**Aufgabe 1**:
Übertrage diesen Satz aus dem Text über die Waschbärjagd ins Englische: „Die Tiere ernähren sich in der Regel vornehmlich von leichter Beute, wie Regenwürmern, Insekten oder Obst.“
**Aufgabe 2**:
Bitte schreib den Text über die Waschbärjagd nach seinem letzten Satz weiter.

Jetzt kündigte Umweltministerin Priska Hinz an, dass Waschbären künftig ganzjährig bejagt werden sollen. Eine endgültige Entscheidung soll am 12. Februar 2020 fallen. PETA kritisiert das Einknicken vor der Jagdlobby und betont, dass die Jagd nicht geeignet ist, um Wildtierpopulationen zu regulieren, sondern das Gegenteil bewirkt. Durch die Aufhebung der Schonzeit während der Jungenaufzucht würden im Frühjahr viele Tausend Waschbär-Babys elendig in ihren Nestern verhungern. Die Tierrechtsorganisation sieht darin einen Verstoss gegen das Tierschutzgesetz und appelliert mit Nachdruck an die Umweltministerin, die Jagd auf Waschbären gänzlich zu verbieten.

„Es ist inakzeptabel, die Schonzeit während der Aufzuchtphase auszusetzen, nur damit die Hobbyjäger von der FDP ihrem Blutrausch frönen können. Studien belegen, dass Waschbären keine Probleme für gefährdete Arten verursachen, vielmehr werden sie von Jägern und bestimmten Politkern für eine verfehlte Agrar- und Forstpolitik zum Sündenbock abgestempelt“.

Nadja Michler, Fachreferentin für Wildtiere bei PETA.

Die Tierrechtsorganisation weist darauf hin, dass führende Waschbär-Experten herausfanden, dass die Tiere mit erhöhter Fortpflanzung auf die Jagd reagieren. In bejagten Populationen ist der Anteil der sich fortpflanzenden Weibchen höher als in nicht bejagten Populationen: Je mehr Waschbären getötet werden, desto mehr Jungtiere kommen zur Welt. So werden die Verluste durch die Jagd in der Population rasch wieder ausgeglichen oder gar überkompensiert.

Auch der Wildbiologe und Waschbär-Experte Dr. Ulf Hohmann fordert ein Umdenken:

„Ich kenne keinen einzigen Wissenschaftler oder Jagdexperten, der ernsthaft glaubt, den Tieren mit jagdlichen Mitteln Einhalt gebieten zu können. Wir müssen uns einfach damit abfinden, dass der Waschbär sich bei uns wohl fühlt und wir ihn nicht regulieren können. Insofern müssen wir uns mit ihm arrangieren.“

Dr. Ulf Hohmann

Langjährige Forschungsergebnisse von führenden Waschbär-Experten weisen darauf hin, dass der Waschbär keine wesentliche Gefahr für die Natur und Artenvielfalt darstellt. Die Tiere ernähren sich in der Regel vornehmlich von leichter Beute, wie Regenwürmern, Insekten oder Obst. Für Populationsrückgänge betroffener Arten, wie beispielsweise der Sumpfschildkröte, ist in erster Linie der Mensch verantwortlich. Der Lebensraumverlust durch die Begradigung von Flüssen und die tödliche Gefahr durch den Strassenverkehr haben die Reptilien an den Rand des Aussterbens getrieben.

**Extrahierte Daten**:
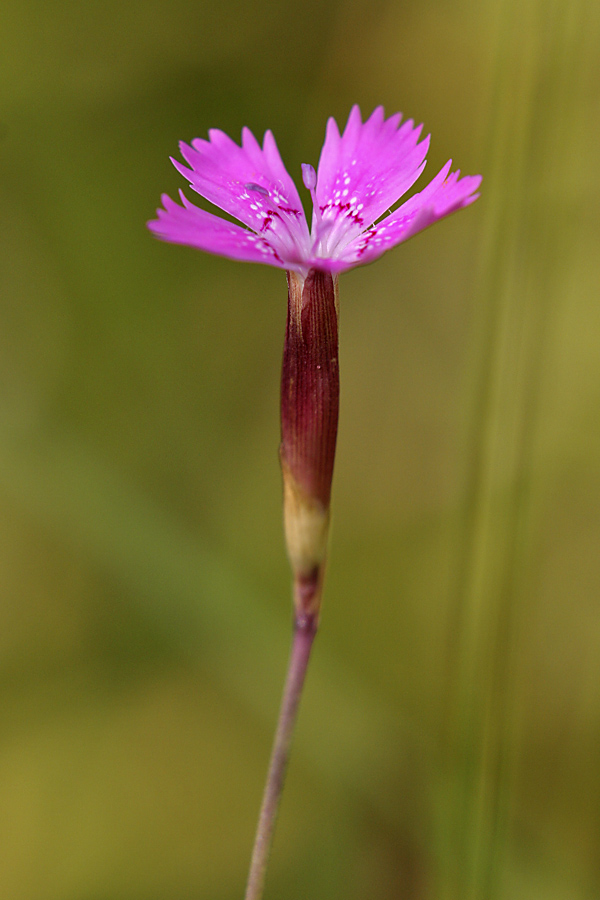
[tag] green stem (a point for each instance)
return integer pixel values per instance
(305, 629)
* * *
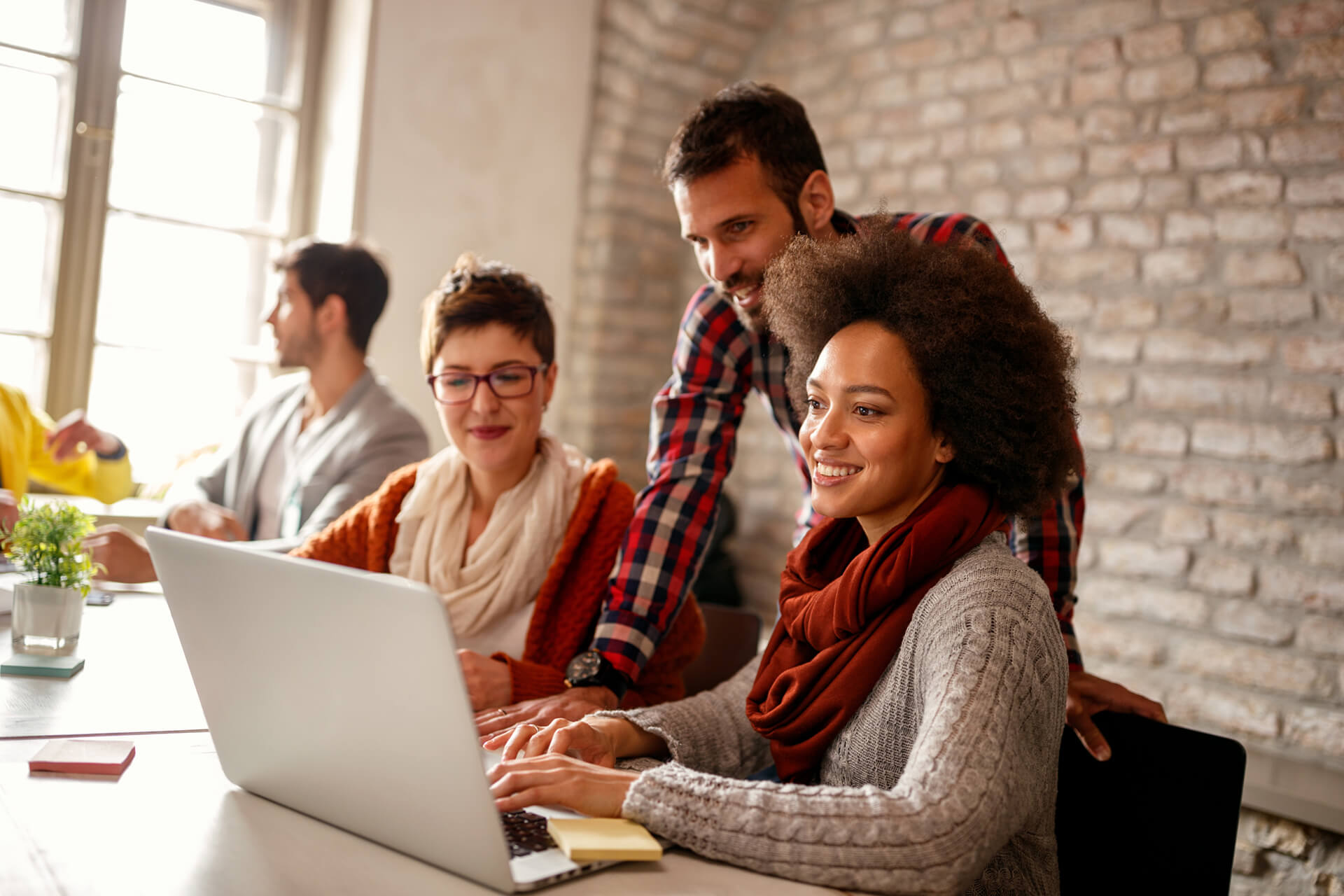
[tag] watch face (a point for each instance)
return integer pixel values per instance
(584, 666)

**Ergebnis 1**:
As a rule, the animals feed mainly on easy prey such as earthworms, insects, or fruit.

**Ergebnis 2**:
Waschbärjagd: Jagd aus wildbiologischer Sicht unnötig

Anerkannte Wildbiologen sind sich einig, dass aus ökologischer Sicht keine Notwendigkeit für die Waschbärjagd besteht. Dem renommierten Biologen Prof. Dr. Josef Reichholf zufolge müssen die nahezu ausgerotteten Wölfe nicht durch menschliche Jäger ersetzt werden, da eine natürliche Regulation der im Wald wohnenden Tierpopulationen durch Umwelteinflüsse wie Witterung, Nahrungsverfügbarkeit oder Krankheiten stattfindet.

Der Kanton Genf, in dem die Hobbyjagd seit über 45 Jahren verboten ist, ist nur ein Beispiel hierfür. Hier reguliert sich die Natur in erster Linie selbst. Das Resultat: eine hohe Artenvielfalt und gesunde, stabile Wildtierpopulationen.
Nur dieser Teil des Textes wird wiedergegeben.